EXTRACT TO READ:
◇ ◇ ◇ ◇ ◇ ◇ ◇

Protesters braved rain in Tokyo for one of the first rallies. Demonstrations across Asia, Europe, and the Middle East attracted thousands. But there were far fewer protesters than in the huge rallies that preceded the war.
Many -- like this protester in Bangkok -- said they want their countries' troops brought home from Iraq: "Americans never honor Thailand with equality, they treat us as cheap dispensable slaves, it is a shame that [Prime Minister] Thaksin [Shinawatra] still senselessly follows the Americans."
Many demonstrations recalled the failure of the U.S.-led coalition to find the weapons of mass destruction the ousted Iraqi leader Saddam Hussein was supposed to possess.
In London, two protesters climbed up Big Ben, the landmark clock at the Houses of Parliament, and unfurled a banner reading "Time for truth."
In Washington, U.S. President George W. Bush stuck to his defense of the invasion. He said it was the beginning of the Iraqi people's deliverance.
"The liberation of Iraq was good for the Iraqi people, good for America, and good for the world. The fall of the Iraqi dictator has removed a source of violence, aggression, and instability from the Middle East. The worst regime in the region was given way to what will soon be among the best."
But amid ongoing violence in Iraq and bomb attacks like this month's Madrid train blasts, today's protesters refuse to believe U.S. assurances the world is now a safer place.

◇ ◇ ◇ ◇ ◇ ◇ ◇

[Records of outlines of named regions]
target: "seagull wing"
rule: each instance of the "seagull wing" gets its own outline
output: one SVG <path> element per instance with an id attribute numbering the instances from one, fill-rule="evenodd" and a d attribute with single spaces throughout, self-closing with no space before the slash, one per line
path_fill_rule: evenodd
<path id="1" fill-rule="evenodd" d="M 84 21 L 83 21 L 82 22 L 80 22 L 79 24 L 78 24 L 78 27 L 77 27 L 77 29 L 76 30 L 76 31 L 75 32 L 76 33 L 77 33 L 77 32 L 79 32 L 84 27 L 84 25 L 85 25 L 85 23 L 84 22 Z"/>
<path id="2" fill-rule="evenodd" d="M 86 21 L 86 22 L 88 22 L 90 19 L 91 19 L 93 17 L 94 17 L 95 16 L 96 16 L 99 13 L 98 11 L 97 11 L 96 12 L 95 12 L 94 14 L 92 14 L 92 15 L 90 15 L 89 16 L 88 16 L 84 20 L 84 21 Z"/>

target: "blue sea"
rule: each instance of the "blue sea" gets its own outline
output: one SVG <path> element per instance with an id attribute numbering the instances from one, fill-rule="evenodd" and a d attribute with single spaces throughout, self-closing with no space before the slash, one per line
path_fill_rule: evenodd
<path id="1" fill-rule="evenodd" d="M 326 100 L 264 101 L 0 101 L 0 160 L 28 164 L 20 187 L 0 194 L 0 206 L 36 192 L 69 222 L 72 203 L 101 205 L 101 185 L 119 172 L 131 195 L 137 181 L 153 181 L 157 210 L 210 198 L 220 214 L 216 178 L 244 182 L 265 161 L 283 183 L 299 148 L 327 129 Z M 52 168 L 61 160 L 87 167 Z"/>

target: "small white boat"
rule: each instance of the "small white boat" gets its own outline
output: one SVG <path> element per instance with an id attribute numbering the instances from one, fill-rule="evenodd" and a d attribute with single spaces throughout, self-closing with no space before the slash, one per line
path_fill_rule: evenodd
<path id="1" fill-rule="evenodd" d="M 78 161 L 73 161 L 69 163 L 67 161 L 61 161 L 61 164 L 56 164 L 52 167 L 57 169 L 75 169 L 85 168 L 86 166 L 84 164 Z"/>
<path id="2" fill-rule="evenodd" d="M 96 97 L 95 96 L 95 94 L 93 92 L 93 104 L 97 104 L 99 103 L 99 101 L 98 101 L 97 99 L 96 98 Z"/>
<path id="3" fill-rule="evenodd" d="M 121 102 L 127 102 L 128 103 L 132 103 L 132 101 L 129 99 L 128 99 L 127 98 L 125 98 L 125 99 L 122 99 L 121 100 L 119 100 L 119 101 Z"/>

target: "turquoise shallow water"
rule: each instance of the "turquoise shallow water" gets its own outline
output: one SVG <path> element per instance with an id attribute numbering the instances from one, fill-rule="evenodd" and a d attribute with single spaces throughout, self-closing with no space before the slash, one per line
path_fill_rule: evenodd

◇ ◇ ◇ ◇ ◇ ◇ ◇

Transcribe the report on the anti-war rallies above, starting at "But amid ongoing" and running through "a safer place.".

REPLY TO THE EXERCISE:
But amid ongoing violence in Iraq and bomb attacks like this month's Madrid train blasts, today's protesters refuse to believe U.S. assurances the world is now a safer place.